[Opening TEXT EXCERPT section]

Scientists call for better wastewater plant regulations using data from a new study that says treated sewage discharge pollutes the UK rivers more than other types of waste. Wikimedia Commons

A new study by scientists at Oxford University has shown the extent of the sewage discharge problem in the UK.

The research paper titled 'The combined effects of treated sewage discharge and land use on rivers' found that sewage released by UK water companies was more damaging to the rivers than agricultural waste.

This comes at a time when the world including the UK is gearing up to celebrate World Rivers Day on September 24.

The study published in the journals of Global Change Biology and Ecological Solutions and Evidence highlights how sewage discharge is affecting UK rivers, especially the decline in water quality and its impact on plants and animals dependent on it. The effect can also be felt on the surrounding lands along the polluted waters.

Although UK rivers are critical in the global water cycle, biodiversity and human health, the UK water companies are allowed to pollute the rivers with treated and untreated wastewater, especially during heavy rains. These polluted waters are a health risk if used for drinking, agriculture or other human activities.

[Closing TEXT EXCERPT section]

• **ABOUT THIS EXERCISE**:
Answer these questions from the article on sewage in UK rivers:
(a) Scientists at which university carried out the study?
(b) What kind of waste was sewage from UK water companies found to be more damaging to rivers than?
(c) On what date does the text say World Rivers Day falls?

[Opening DATA PROVIDED section]

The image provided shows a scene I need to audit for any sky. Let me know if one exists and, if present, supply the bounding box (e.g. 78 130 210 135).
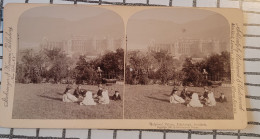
18 6 124 48
127 8 230 50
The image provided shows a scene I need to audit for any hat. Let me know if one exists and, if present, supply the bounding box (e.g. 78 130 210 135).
172 87 179 91
66 84 72 90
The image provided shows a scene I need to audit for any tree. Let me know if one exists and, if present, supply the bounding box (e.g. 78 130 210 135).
44 48 72 83
16 49 44 83
182 58 203 86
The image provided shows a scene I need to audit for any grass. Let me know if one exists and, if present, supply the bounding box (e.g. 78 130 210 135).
13 84 234 119
124 85 234 119
13 84 123 119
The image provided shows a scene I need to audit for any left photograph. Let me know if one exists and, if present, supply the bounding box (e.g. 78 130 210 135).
12 6 125 119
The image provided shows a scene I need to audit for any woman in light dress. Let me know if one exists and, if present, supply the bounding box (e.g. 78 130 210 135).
187 93 203 107
62 88 78 102
170 88 185 104
98 90 109 104
206 91 216 106
80 91 96 105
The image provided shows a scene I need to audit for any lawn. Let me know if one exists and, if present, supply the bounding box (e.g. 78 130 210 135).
124 85 234 119
13 83 123 119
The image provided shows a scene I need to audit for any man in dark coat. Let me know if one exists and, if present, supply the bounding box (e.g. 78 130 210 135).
112 91 121 101
97 84 103 97
73 84 81 98
180 86 192 100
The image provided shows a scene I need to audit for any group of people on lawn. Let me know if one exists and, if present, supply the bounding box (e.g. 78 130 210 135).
62 84 121 105
170 86 227 107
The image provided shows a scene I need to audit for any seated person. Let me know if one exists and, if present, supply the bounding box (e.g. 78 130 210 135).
200 86 209 103
97 84 103 97
187 93 203 107
112 91 121 101
180 86 192 101
80 91 96 105
170 88 185 104
218 93 227 103
62 88 78 102
98 90 109 104
206 91 216 106
73 84 81 98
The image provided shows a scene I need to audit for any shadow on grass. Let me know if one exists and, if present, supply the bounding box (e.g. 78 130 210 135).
163 94 171 97
38 95 62 101
146 96 170 103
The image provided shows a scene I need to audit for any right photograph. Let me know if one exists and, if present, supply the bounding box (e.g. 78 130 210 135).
124 8 234 120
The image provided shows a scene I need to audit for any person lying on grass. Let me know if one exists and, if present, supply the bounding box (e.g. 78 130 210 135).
95 84 103 99
217 93 227 103
80 91 96 105
206 91 216 106
62 87 78 102
170 87 185 104
112 91 121 101
200 86 210 105
180 86 192 101
187 93 203 107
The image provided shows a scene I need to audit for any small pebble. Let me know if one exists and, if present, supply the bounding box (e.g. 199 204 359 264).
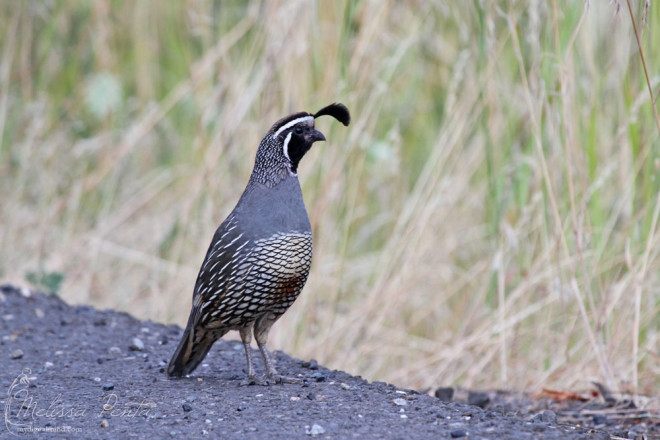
305 423 325 435
435 387 454 402
593 414 609 425
468 391 490 408
11 348 23 359
309 371 325 382
128 338 144 351
302 359 319 370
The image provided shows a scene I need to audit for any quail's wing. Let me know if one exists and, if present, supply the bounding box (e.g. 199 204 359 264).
192 216 255 326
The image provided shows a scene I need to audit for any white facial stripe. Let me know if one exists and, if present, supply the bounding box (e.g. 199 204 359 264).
282 133 291 162
275 116 314 137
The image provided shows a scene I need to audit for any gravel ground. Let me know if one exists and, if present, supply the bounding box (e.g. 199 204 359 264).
0 285 651 439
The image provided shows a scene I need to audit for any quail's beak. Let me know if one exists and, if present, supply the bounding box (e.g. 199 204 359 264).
305 129 325 144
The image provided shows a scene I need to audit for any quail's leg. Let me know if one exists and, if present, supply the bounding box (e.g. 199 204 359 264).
239 325 263 385
254 314 302 383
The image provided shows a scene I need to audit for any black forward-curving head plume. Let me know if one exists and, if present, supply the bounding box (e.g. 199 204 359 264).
252 103 351 186
313 102 351 127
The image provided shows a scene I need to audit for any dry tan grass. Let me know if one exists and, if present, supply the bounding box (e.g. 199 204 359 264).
0 1 660 393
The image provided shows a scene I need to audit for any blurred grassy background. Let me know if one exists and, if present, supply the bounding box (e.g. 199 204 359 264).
0 0 660 393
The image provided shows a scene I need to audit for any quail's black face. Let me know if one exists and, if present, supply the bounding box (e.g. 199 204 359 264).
255 103 351 179
280 120 325 174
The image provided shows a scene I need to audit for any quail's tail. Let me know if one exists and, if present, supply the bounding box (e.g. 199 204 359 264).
167 322 222 377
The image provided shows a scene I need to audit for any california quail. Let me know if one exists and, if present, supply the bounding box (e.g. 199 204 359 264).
167 104 350 383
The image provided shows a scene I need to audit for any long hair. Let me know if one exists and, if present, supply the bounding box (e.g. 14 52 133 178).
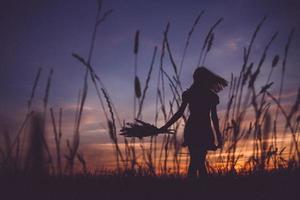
193 66 228 92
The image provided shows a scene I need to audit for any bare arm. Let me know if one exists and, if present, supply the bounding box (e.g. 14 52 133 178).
211 105 223 146
159 102 187 132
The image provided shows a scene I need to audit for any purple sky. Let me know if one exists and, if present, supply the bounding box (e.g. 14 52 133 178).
0 0 300 145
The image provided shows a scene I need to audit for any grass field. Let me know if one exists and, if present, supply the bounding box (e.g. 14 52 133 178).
0 1 300 200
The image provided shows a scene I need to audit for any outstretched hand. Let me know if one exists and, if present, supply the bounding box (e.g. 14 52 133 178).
157 126 168 133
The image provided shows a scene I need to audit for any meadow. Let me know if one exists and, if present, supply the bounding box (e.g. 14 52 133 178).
0 1 300 199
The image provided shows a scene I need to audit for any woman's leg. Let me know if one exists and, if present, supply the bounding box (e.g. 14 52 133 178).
197 149 207 176
188 145 199 177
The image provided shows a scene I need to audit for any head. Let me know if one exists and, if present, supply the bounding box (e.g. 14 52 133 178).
193 67 228 92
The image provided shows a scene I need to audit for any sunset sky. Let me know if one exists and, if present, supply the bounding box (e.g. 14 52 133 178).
0 0 300 170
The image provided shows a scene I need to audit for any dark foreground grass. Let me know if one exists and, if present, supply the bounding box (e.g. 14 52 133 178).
0 169 300 200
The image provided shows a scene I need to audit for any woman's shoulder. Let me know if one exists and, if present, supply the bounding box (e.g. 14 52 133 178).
182 88 191 102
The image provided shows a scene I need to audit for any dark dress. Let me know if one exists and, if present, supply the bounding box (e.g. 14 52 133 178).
182 85 219 150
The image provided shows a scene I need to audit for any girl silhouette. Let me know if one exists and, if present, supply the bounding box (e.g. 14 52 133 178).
159 67 228 177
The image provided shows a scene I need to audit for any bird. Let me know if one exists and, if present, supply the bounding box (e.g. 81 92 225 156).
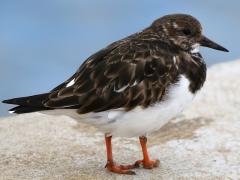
3 14 229 175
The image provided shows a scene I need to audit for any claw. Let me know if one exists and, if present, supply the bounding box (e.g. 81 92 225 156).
105 163 136 175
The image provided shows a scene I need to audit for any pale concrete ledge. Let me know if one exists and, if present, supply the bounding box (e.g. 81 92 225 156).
0 61 240 180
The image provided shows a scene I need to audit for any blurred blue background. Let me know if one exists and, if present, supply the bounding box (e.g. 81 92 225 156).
0 0 237 116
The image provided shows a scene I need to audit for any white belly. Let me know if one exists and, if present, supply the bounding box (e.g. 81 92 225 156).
41 76 194 137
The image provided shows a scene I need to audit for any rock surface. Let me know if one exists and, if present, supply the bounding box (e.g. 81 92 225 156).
0 61 240 180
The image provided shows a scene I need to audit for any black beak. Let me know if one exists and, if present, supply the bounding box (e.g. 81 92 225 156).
200 36 229 52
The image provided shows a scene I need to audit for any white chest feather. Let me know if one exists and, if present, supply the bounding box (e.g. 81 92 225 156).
42 76 194 137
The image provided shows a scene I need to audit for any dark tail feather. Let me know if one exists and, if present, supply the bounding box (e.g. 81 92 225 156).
8 106 50 114
2 93 50 114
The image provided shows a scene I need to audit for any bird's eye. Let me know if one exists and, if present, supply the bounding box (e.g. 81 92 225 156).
181 29 191 36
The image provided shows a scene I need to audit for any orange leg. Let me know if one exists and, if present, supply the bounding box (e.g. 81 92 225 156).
105 135 136 175
135 136 160 169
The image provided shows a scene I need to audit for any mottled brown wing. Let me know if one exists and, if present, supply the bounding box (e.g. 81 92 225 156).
45 40 178 113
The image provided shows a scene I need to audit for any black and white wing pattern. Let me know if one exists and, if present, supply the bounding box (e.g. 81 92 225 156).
44 38 179 114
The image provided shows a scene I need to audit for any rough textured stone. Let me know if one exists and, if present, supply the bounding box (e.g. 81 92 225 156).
0 61 240 180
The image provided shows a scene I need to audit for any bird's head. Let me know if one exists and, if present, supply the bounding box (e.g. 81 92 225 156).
151 14 228 53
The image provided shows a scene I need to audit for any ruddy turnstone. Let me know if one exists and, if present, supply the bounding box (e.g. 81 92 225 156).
3 14 228 174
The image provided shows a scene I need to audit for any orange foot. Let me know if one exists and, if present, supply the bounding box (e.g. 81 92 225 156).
105 162 138 175
135 160 160 169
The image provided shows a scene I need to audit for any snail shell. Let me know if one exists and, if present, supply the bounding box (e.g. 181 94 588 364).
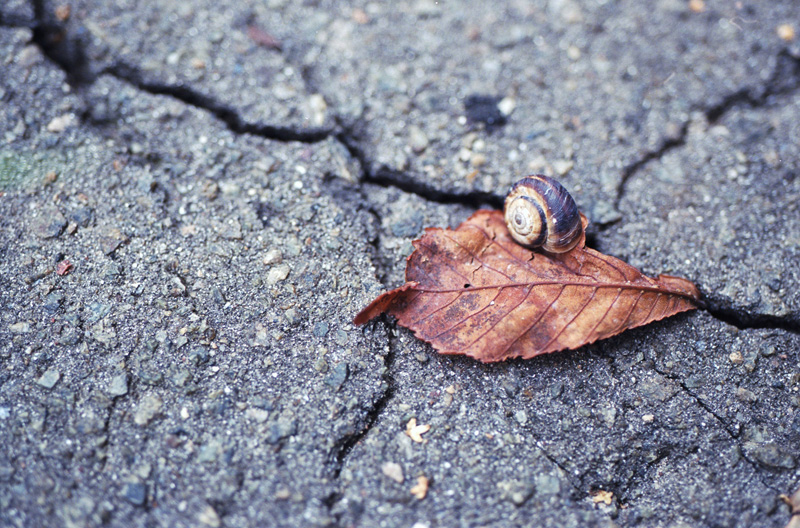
505 175 583 253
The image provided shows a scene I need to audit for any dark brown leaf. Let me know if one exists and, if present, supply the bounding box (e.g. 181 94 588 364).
354 211 700 362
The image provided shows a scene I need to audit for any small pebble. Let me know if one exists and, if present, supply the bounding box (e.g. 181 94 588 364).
106 374 128 398
777 24 795 42
267 264 290 286
736 387 758 403
123 482 147 506
133 395 164 425
553 160 575 176
497 97 517 116
8 321 31 334
264 248 283 266
47 114 78 134
381 462 405 484
408 125 428 154
36 368 61 389
197 506 222 528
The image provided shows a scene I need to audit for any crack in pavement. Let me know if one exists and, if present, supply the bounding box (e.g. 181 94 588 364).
612 48 800 214
650 358 782 494
100 62 333 143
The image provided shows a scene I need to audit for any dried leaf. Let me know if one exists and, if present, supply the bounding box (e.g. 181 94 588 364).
354 211 700 362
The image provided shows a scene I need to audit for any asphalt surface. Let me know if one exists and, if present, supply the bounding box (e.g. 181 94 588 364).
0 0 800 528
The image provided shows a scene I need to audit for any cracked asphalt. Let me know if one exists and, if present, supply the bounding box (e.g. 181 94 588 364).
0 0 800 528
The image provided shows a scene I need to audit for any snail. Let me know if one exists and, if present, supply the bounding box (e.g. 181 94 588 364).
504 174 583 253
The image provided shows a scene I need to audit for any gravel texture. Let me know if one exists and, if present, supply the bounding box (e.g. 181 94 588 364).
0 0 800 528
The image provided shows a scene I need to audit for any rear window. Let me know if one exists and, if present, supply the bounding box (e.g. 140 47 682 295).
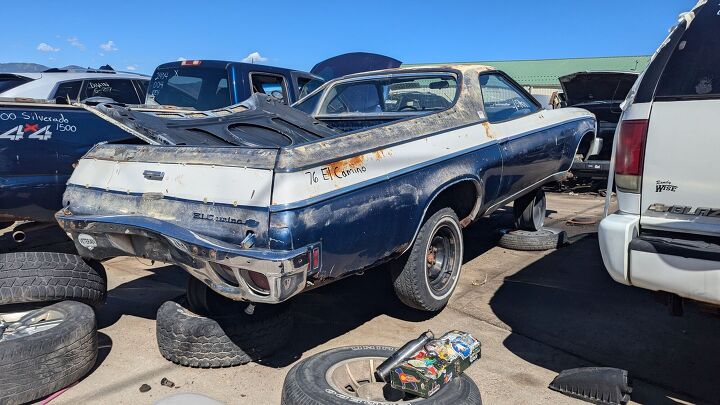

[Closing DATA PROVIDED section]

• **YOUR SOLUTION**:
(a) Oxford University
(b) Agricultural waste
(c) September 24